### Texte à analyser
^^^^^^^^
Les conséquences d'un double discours gouvernemental devraient apparaître le 12 décembre 2023, lorsque le Journal officiel publiera les nouveaux prix du tabac applicables dès le 1er janvier 2024.
En effet, la Première ministre aurait dû tourner sept fois sa langue dans sa bouche avant d'affirmer avec aplomb, le 3 septembre 2023, qu'il n'y aurait pas de hausses de taxes tabac en 2024... puisque celles-ci étaient prévues dès la fin 2022 dans le cadre de la Loi de financement de la sécurité sociale (PLFSS). Si tous les segments sont concernés, les augmentations sont particulièrement fortes sur les tabacs à rouler et à tuber, ainsi que sur les tabacs à chauffer en 2024 et 2025. Il convient de rajouter à cela une hausse de taxes tabac automatique, équivalente à l'inflation, qui est prévue pour l'instant à hauteur de+ 4,3 % en 2023, ainsi que les répercussions possibles sur les prix des prélèvements de 1' éco-organisme Alcome (qui lutte contre la pollution des mégots), qui ont été multipliés par cinq en passant de 12 M€ en 2022 à 61 M€ en 2024 (voir page 25).
^^^^^^^^
### Problèmes à résoudre
(a) Dans le texte sur la hausse des prix du tabac, à quelle date le Journal officiel doit-il publier les nouveaux prix du tabac ?
(b) Dressez la liste des types de tabac pour lesquels le texte sur la hausse des prix du tabac signale des augmentations particulièrement fortes en 2024 et 2025.
(c) Poursuivez le texte sur la hausse des prix du tabac après sa dernière phrase.
Le matériel qui vient ensuite n'a aucun lien avec le texte sur la hausse des prix du tabac.

### Données de l'exercice
^^^^^^^^
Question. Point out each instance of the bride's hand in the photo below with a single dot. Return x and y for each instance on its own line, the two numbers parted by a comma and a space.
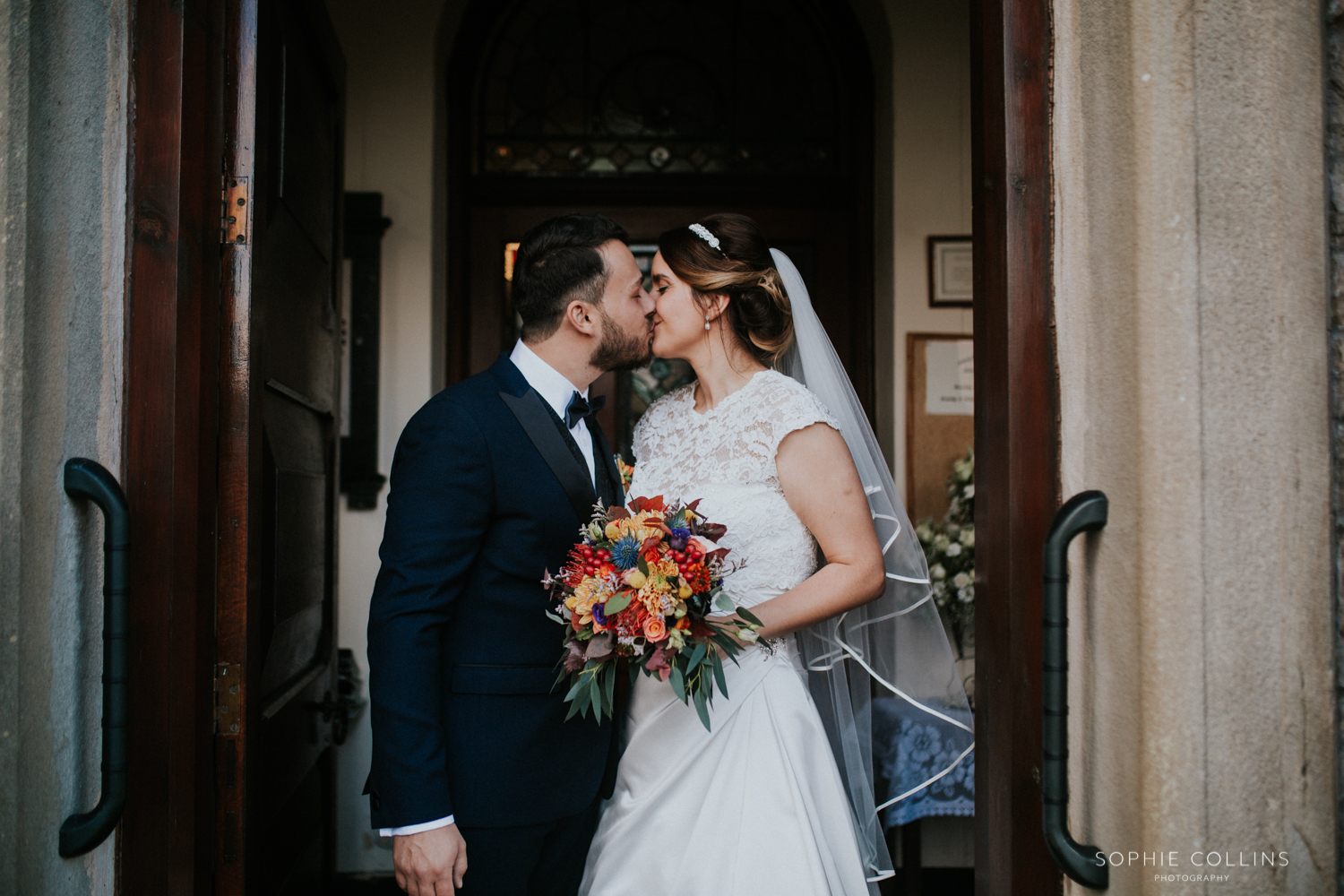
731, 625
^^^^^^^^
### Résultats attendus
(a) Le 12 décembre 2023.

(b)
- les tabacs à rouler
- les tabacs à tuber
- les tabacs à chauffer

(c)
Pour financer tout cela, les fournisseurs sont presque unanimes en annonçant: entre + 40 et + 45 centimes sur un paquet de 20 cigarettes (le paquet le plus vendu étant déjà à 11,50 €) ; de même, les 20 cigarillos pourraient grimper d'environ + 40 centimes (le produit le plus vendu étant déjà à 11,60 €) ; sinon, il y aurait entre + 1 € ou + 1,10 € pour 30 g de tabac à rouler ou à tuber (déjà à 15,90 € pour cette blague la plus commercialisée) ; et, enfin, certains envisageraient une augmentation de + 25 centimes sur un sachet de 160 filtres. Autre mauvaise nouvelle : le Conseil d'État a enjoint, le 29 septembre 2023, le gouvernement à s'aligner dans maximum six mois sur la réglementation européenne, en termes de franchises d'achats de tabac à l'étranger (voir page 10). Le relèvement des achats à l'étranger devrait donc bientôt passer de 200 à 800 cigarettes, de 100 à 400 cigarillos, de 50 à 200 cigares et de 250 grammes à 1 kilogramme de tabac à fumer. Pour faire simple, les seuils d'achats transfrontaliers vont ainsi être multipliés par quatre si le gouvernement transpose la directive.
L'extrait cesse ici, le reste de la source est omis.